● **What you are asked to do**:
Write out every record exactly as it appears. Skip the pictures.

Top of Task input

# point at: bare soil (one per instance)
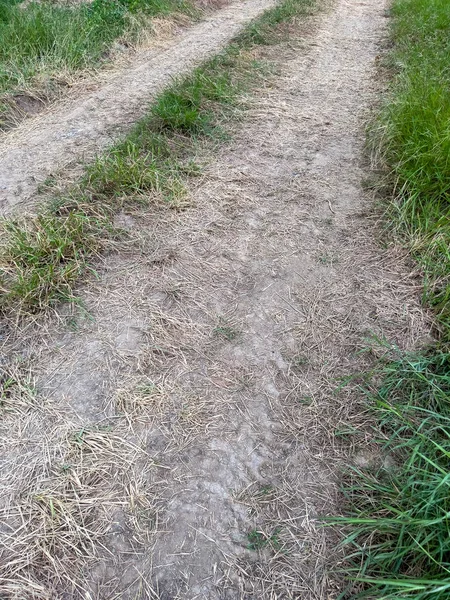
(80, 127)
(184, 442)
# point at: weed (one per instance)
(43, 39)
(413, 135)
(398, 518)
(398, 541)
(40, 259)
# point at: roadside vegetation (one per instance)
(398, 516)
(42, 258)
(43, 45)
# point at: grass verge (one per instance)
(42, 258)
(44, 44)
(413, 134)
(398, 516)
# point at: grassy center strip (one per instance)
(43, 257)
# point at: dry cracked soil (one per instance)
(184, 433)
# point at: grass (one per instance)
(413, 133)
(43, 258)
(397, 517)
(44, 44)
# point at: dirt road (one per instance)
(80, 128)
(195, 415)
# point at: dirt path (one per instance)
(195, 417)
(41, 146)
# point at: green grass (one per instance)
(397, 518)
(414, 135)
(42, 259)
(43, 43)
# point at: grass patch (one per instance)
(413, 133)
(42, 258)
(398, 517)
(43, 43)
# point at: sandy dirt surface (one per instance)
(41, 146)
(183, 440)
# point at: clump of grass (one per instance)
(398, 543)
(413, 133)
(42, 258)
(43, 39)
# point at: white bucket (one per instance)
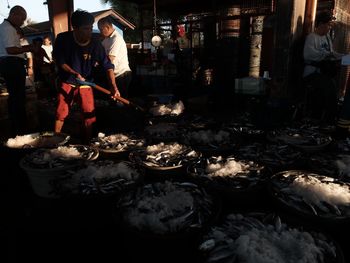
(48, 183)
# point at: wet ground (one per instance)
(48, 230)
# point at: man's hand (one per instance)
(79, 77)
(116, 92)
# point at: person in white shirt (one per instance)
(117, 52)
(320, 70)
(12, 67)
(47, 46)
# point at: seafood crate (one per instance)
(47, 168)
(315, 198)
(263, 237)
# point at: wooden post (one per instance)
(310, 14)
(255, 46)
(59, 14)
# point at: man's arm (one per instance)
(19, 50)
(71, 71)
(111, 79)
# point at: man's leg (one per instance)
(88, 108)
(65, 99)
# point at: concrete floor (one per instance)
(44, 230)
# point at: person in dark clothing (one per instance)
(76, 53)
(320, 70)
(12, 68)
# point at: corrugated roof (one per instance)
(45, 27)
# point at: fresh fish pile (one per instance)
(331, 164)
(300, 137)
(105, 177)
(162, 131)
(166, 155)
(209, 139)
(252, 239)
(229, 172)
(117, 142)
(37, 140)
(196, 122)
(167, 109)
(271, 155)
(245, 129)
(59, 157)
(313, 194)
(166, 208)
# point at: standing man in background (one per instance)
(47, 46)
(320, 70)
(117, 52)
(76, 54)
(12, 68)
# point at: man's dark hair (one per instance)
(324, 18)
(105, 21)
(81, 18)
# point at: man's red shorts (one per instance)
(83, 95)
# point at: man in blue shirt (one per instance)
(76, 54)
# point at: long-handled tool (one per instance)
(108, 92)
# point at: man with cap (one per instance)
(320, 70)
(76, 54)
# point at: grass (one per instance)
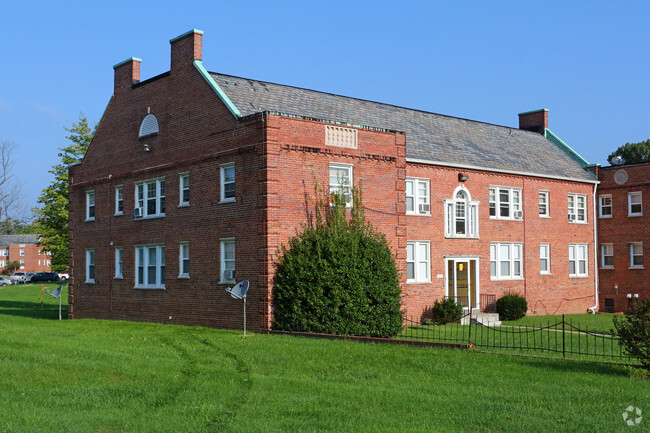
(106, 376)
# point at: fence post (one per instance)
(563, 338)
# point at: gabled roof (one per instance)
(6, 240)
(430, 137)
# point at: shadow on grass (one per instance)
(33, 310)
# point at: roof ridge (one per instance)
(374, 102)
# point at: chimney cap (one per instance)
(172, 40)
(129, 60)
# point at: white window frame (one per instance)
(630, 198)
(574, 209)
(461, 209)
(143, 198)
(342, 184)
(227, 263)
(142, 261)
(634, 253)
(512, 204)
(119, 263)
(183, 257)
(90, 266)
(575, 258)
(223, 168)
(417, 201)
(119, 200)
(90, 205)
(606, 250)
(497, 260)
(183, 189)
(544, 255)
(418, 258)
(544, 204)
(602, 206)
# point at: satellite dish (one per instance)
(618, 160)
(239, 291)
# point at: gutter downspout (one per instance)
(592, 310)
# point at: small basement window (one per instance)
(149, 126)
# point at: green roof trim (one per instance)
(565, 147)
(533, 111)
(222, 95)
(131, 59)
(185, 34)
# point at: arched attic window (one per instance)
(149, 126)
(461, 215)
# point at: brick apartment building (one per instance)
(623, 235)
(195, 179)
(24, 249)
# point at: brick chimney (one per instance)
(186, 48)
(536, 121)
(127, 73)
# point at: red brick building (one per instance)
(195, 179)
(25, 250)
(623, 235)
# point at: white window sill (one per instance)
(150, 217)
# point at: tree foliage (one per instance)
(634, 330)
(338, 276)
(632, 153)
(53, 207)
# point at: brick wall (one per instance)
(621, 280)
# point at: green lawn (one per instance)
(104, 376)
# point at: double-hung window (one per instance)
(119, 200)
(417, 197)
(184, 260)
(505, 203)
(227, 176)
(577, 206)
(227, 260)
(634, 204)
(544, 258)
(418, 267)
(578, 260)
(606, 256)
(150, 198)
(544, 211)
(605, 206)
(90, 206)
(118, 262)
(461, 215)
(341, 182)
(506, 261)
(636, 255)
(184, 189)
(90, 266)
(150, 266)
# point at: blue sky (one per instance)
(587, 62)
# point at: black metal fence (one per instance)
(559, 338)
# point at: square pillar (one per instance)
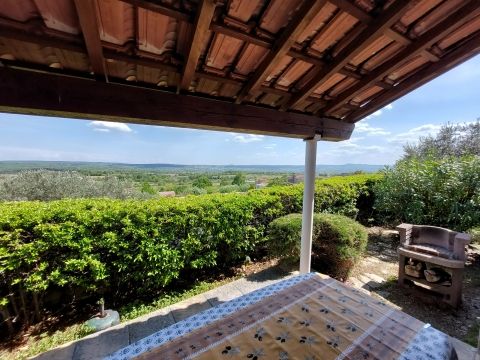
(308, 198)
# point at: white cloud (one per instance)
(363, 127)
(380, 112)
(107, 126)
(270, 146)
(412, 135)
(246, 138)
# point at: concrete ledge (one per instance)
(102, 343)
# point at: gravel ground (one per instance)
(381, 259)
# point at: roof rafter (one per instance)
(304, 15)
(467, 50)
(376, 28)
(419, 46)
(160, 9)
(46, 37)
(203, 19)
(54, 95)
(88, 17)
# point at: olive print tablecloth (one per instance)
(307, 317)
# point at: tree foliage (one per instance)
(202, 181)
(442, 192)
(452, 140)
(47, 185)
(129, 249)
(239, 179)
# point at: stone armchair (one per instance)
(437, 247)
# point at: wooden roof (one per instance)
(318, 64)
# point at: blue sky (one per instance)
(451, 98)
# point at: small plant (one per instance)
(101, 305)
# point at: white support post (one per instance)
(308, 197)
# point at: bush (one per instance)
(284, 234)
(337, 241)
(475, 234)
(441, 192)
(134, 248)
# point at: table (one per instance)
(309, 316)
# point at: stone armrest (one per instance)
(461, 240)
(405, 232)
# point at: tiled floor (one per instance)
(105, 342)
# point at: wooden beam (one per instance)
(463, 52)
(418, 46)
(87, 15)
(44, 37)
(28, 92)
(240, 35)
(371, 33)
(353, 10)
(162, 9)
(205, 11)
(304, 15)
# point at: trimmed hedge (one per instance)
(134, 248)
(337, 241)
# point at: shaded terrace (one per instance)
(304, 69)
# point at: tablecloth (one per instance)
(309, 316)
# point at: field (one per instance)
(157, 180)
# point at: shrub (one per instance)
(134, 248)
(284, 234)
(441, 192)
(337, 241)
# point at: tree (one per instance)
(147, 188)
(202, 181)
(452, 140)
(47, 185)
(239, 179)
(279, 181)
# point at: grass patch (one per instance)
(47, 340)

Bottom of Task input

● **Task response**:
# point at: bare soil (one per instance)
(80, 127)
(184, 442)
# point at: weed (one per instance)
(43, 39)
(413, 135)
(398, 518)
(398, 541)
(40, 259)
# point at: roadside vegetation (one per instance)
(398, 516)
(42, 258)
(43, 45)
# point at: grass verge (one per instance)
(42, 258)
(44, 44)
(413, 134)
(398, 516)
# point at: grassy center strip (one per instance)
(43, 257)
# point at: dry cracked soil (one per instance)
(184, 433)
# point at: grass (one per instance)
(413, 133)
(43, 258)
(397, 517)
(44, 44)
# point at: dirt road (one per instance)
(80, 128)
(195, 415)
# point at: dirt path (one per instance)
(195, 417)
(41, 146)
# point at: green grass (one per instance)
(397, 518)
(414, 135)
(42, 259)
(43, 43)
# point at: grass patch (one per instance)
(413, 133)
(42, 258)
(398, 517)
(43, 43)
# point at: sandy dirt surface (one per instance)
(41, 146)
(183, 440)
# point at: clump of grass (one per instance)
(398, 543)
(413, 133)
(42, 258)
(43, 39)
# point at: white bucket (one per instance)
(48, 183)
# point at: wet ground (one per instance)
(48, 230)
# point at: man's hand (one per instance)
(79, 77)
(116, 92)
# point at: person in white shirt (one per instance)
(117, 52)
(320, 70)
(12, 67)
(47, 46)
# point at: seafood crate (one per instance)
(47, 168)
(315, 198)
(263, 237)
# point at: wooden post (one per instance)
(310, 14)
(255, 46)
(59, 14)
# point at: man's arm (one per instance)
(19, 50)
(71, 71)
(111, 79)
# point at: man's leg (one per instance)
(88, 108)
(65, 99)
# point at: concrete floor (one per instance)
(44, 230)
# point at: person in dark clothing (one per instance)
(76, 53)
(320, 70)
(12, 68)
# point at: corrugated roof (one per instance)
(45, 27)
# point at: fresh fish pile (one per instance)
(331, 164)
(300, 137)
(105, 177)
(162, 131)
(166, 155)
(209, 139)
(252, 239)
(229, 172)
(117, 142)
(37, 140)
(196, 122)
(167, 109)
(271, 155)
(245, 129)
(59, 157)
(313, 194)
(166, 208)
# point at: standing man in background (one per instance)
(47, 46)
(320, 70)
(117, 52)
(76, 54)
(12, 68)
# point at: man's dark hair (one per instance)
(324, 18)
(105, 21)
(81, 18)
# point at: man's red shorts (one per instance)
(83, 95)
# point at: man in blue shirt (one per instance)
(76, 54)
# point at: long-handled tool (one per instance)
(108, 92)
# point at: man with cap (one per instance)
(320, 70)
(76, 54)
# point at: grass (one per instance)
(106, 376)
# point at: fence post (one per instance)
(563, 338)
# point at: gabled roof (one per instance)
(6, 240)
(430, 137)
# point at: shadow on grass (one per instance)
(33, 310)
# point at: roof ridge (one per instance)
(374, 102)
# point at: chimney cap (one per instance)
(172, 40)
(129, 60)
# point at: white window frame (one per instance)
(630, 198)
(574, 209)
(461, 209)
(143, 198)
(342, 184)
(227, 263)
(142, 261)
(634, 253)
(512, 204)
(119, 263)
(183, 257)
(90, 266)
(575, 258)
(223, 168)
(417, 201)
(119, 200)
(90, 205)
(606, 250)
(497, 260)
(183, 189)
(544, 255)
(418, 258)
(544, 204)
(602, 206)
# point at: satellite dish (one per instance)
(618, 160)
(239, 291)
# point at: gutter downspout (one per instance)
(592, 310)
# point at: small basement window (one per instance)
(149, 126)
# point at: green roof trim (one per instance)
(565, 147)
(533, 111)
(222, 95)
(131, 59)
(185, 34)
# point at: arched attic window (one per instance)
(149, 126)
(461, 215)
# point at: brick apartment building (one per instance)
(623, 235)
(195, 179)
(24, 249)
# point at: brick chimney (one per instance)
(186, 48)
(536, 121)
(127, 73)
# point at: red brick building (one per instance)
(195, 179)
(25, 250)
(623, 235)
# point at: white window sill (one per instance)
(150, 217)
# point at: tree foliage (one per instance)
(634, 330)
(338, 276)
(632, 153)
(53, 207)
# point at: brick wall (one per instance)
(621, 280)
# point at: green lawn (one per instance)
(104, 376)
# point at: double-hung window (one per instance)
(119, 200)
(417, 197)
(184, 260)
(505, 203)
(227, 176)
(577, 206)
(227, 260)
(634, 204)
(544, 258)
(418, 267)
(578, 260)
(606, 256)
(150, 198)
(544, 211)
(605, 206)
(90, 206)
(118, 262)
(461, 215)
(341, 182)
(506, 261)
(636, 255)
(184, 189)
(90, 266)
(150, 266)
# point at: blue sky (one per instance)
(587, 62)
# point at: black metal fence (one per instance)
(559, 338)
# point at: square pillar (one per instance)
(308, 198)
# point at: white cloud (one per instance)
(363, 127)
(380, 112)
(107, 126)
(270, 146)
(412, 135)
(246, 138)
# point at: concrete ledge (one per instance)
(102, 343)
# point at: gravel ground (one per instance)
(381, 259)
# point at: roof rafter (one per instance)
(304, 15)
(467, 50)
(376, 28)
(419, 46)
(160, 9)
(46, 37)
(203, 19)
(54, 95)
(88, 17)
# point at: olive print tablecloth (one per instance)
(307, 317)
# point at: tree foliage (one per instance)
(202, 181)
(442, 192)
(452, 140)
(47, 185)
(129, 249)
(239, 179)
# point at: stone armchair (one per instance)
(437, 247)
# point at: wooden roof (one per instance)
(318, 64)
# point at: blue sky (one per instance)
(451, 98)
# point at: small plant (one per instance)
(101, 305)
# point at: white support post (one per instance)
(308, 197)
# point at: bush (one per instance)
(284, 234)
(337, 241)
(475, 234)
(441, 192)
(134, 248)
# point at: table (one per instance)
(309, 316)
# point at: stone armrest (one per instance)
(461, 240)
(405, 232)
# point at: tiled floor (one per instance)
(105, 342)
# point at: wooden beam (one per instance)
(463, 52)
(418, 46)
(87, 15)
(44, 37)
(28, 92)
(240, 35)
(371, 33)
(353, 10)
(162, 9)
(205, 11)
(304, 15)
# point at: trimmed hedge (one per instance)
(134, 248)
(337, 241)
# point at: shaded terrace (one per instance)
(304, 69)
# point at: tablecloth (one per instance)
(309, 316)
# point at: field (one per instance)
(157, 180)
# point at: shrub (one per instance)
(134, 248)
(284, 234)
(441, 192)
(337, 241)
# point at: tree (one per instance)
(147, 188)
(202, 181)
(452, 140)
(47, 185)
(239, 179)
(279, 181)
# point at: grass patch (one per instance)
(47, 340)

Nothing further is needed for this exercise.